* [Short task A] In the Kentucky layoffs passage, roughly how many employees did Ford lay off when it halted work at the battery plant?
* [Short task B] Decide whether each statement agrees with the Kentucky layoffs passage. Answer yes or no for each and quote the deciding words. (i) The unfair labor practice complaint was filed with the National Labor Relations Board in August 2025. (ii) Public records show that the NLRB case reached a final resolution. (iii) Ford upgraded its Louisville Assembly Plant for EV production.
* [Short task C] Return the part of the Kentucky layoffs passage that opens with the words containing "Frustration Builds in" and closes with "stable, long-term employment.".

Frustration Builds in the Bluegrass State
The reaction in Kentucky has been especially intense because Ford had spent years building expectations around the project. The company also invested heavily in upgrading its Louisville Assembly Plant for EV production, positioning the state as a key player in America’s clean-energy future. State leaders highlighted the battery facilities and assembly upgrades as proof that Kentucky could secure high-wage manufacturing jobs in the evolving energy economy. Many workers relocated to Hardin County, signed leases, purchased homes, and enrolled children in new schools based on assurances of stable, long-term employment.
That optimism has now turned to frustration. Reports indicate that Ford halted work at the battery plant and laid off about 1,600 employees, leaving many residents directing their anger at the company rather than broader EV market challenges or shifting federal policies. For those who uprooted their lives, the disappointment feels personal. They point to recruitment efforts, workforce training programs, and celebratory groundbreakings that framed the plants as generational opportunities. Today, that gap between promise and reality translates into financial strain, depleted savings, and difficult decisions about whether to remain in the region.
Labor Disputes and Federal Scrutiny
Tensions between workers and management were already escalating before the joint venture dissolved. In August 2025, an unfair labor practice complaint was filed with the National Labor Relations Board under case number 09-CA-371773. The complaint alleges that BlueOval SK enforced coercive workplace policies in violation of Section 8(a)(1) of the National Labor Relations Act, which protects employees’ rights to organize and discuss working conditions. The filing suggests that workplace relations were deteriorating even before layoffs began.
Federal law also prohibits retaliation against workers who assert their rights. Guidance from the Equal Employment Opportunity Commission emphasizes that employers cannot take adverse action against employees for engaging in protected activity. Although public records do not indicate a final resolution of the NLRB case, its existence during a period of layoffs has heightened concerns among some workers that those who raised workplace issues could feel particularly vulnerable. Local media outlets have covered the fallout, amplifying voices from laid-off employees and community leaders questioning whether labor protections sufficiently safeguard workers amid high-profile industrial investments.

* [Supplied entries]

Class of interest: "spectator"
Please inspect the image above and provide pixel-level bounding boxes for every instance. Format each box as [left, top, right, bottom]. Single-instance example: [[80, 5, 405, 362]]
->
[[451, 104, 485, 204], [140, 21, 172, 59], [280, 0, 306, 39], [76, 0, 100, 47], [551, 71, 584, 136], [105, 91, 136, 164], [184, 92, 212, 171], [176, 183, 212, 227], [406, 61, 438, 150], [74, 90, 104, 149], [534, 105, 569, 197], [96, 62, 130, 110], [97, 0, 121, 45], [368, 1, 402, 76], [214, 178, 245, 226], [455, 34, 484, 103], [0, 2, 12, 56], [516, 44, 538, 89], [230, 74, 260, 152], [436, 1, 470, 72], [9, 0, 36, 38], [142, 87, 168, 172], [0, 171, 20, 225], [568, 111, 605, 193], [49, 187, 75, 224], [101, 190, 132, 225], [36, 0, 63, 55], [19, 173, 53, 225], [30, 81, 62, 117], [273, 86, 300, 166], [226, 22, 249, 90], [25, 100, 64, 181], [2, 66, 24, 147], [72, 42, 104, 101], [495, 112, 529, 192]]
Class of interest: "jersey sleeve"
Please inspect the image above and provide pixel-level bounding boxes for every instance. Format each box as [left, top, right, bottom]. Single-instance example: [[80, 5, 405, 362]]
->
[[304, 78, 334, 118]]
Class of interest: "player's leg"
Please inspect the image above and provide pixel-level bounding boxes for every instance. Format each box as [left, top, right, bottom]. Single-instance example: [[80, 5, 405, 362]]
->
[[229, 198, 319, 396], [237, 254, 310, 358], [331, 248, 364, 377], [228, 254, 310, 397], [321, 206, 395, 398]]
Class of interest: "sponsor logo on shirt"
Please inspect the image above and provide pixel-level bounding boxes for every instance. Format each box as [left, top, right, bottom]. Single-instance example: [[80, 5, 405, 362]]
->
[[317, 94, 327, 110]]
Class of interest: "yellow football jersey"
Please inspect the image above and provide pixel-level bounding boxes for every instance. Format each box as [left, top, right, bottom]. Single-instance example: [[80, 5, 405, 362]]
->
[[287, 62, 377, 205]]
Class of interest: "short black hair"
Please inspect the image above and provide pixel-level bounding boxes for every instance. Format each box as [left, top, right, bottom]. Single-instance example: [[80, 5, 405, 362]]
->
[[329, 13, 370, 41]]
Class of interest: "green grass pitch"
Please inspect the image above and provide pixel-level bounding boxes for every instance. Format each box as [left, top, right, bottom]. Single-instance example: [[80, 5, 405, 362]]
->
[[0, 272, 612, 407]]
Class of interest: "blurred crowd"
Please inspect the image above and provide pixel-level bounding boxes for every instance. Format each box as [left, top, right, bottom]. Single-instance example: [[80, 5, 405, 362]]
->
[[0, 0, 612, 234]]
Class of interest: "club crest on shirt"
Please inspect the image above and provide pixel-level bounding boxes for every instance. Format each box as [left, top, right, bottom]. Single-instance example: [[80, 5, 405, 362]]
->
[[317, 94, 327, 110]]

* [Complete answer A] About 1,600 employees.

* [Complete answer B]
(i) Yes: "In August 2025, an unfair labor practice complaint was filed with the National Labor Relations Board"
(ii) No: "public records do not indicate a final resolution of the NLRB case"
(iii) Yes: "invested heavily in upgrading its Louisville Assembly Plant for EV production"

* [Complete answer C]
Frustration Builds in the Bluegrass State
The reaction in Kentucky has been especially intense because Ford had spent years building expectations around the project. The company also invested heavily in upgrading its Louisville Assembly Plant for EV production, positioning the state as a key player in America’s clean-energy future. State leaders highlighted the battery facilities and assembly upgrades as proof that Kentucky could secure high-wage manufacturing jobs in the evolving energy economy. Many workers relocated to Hardin County, signed leases, purchased homes, and enrolled children in new schools based on assurances of stable, long-term employment.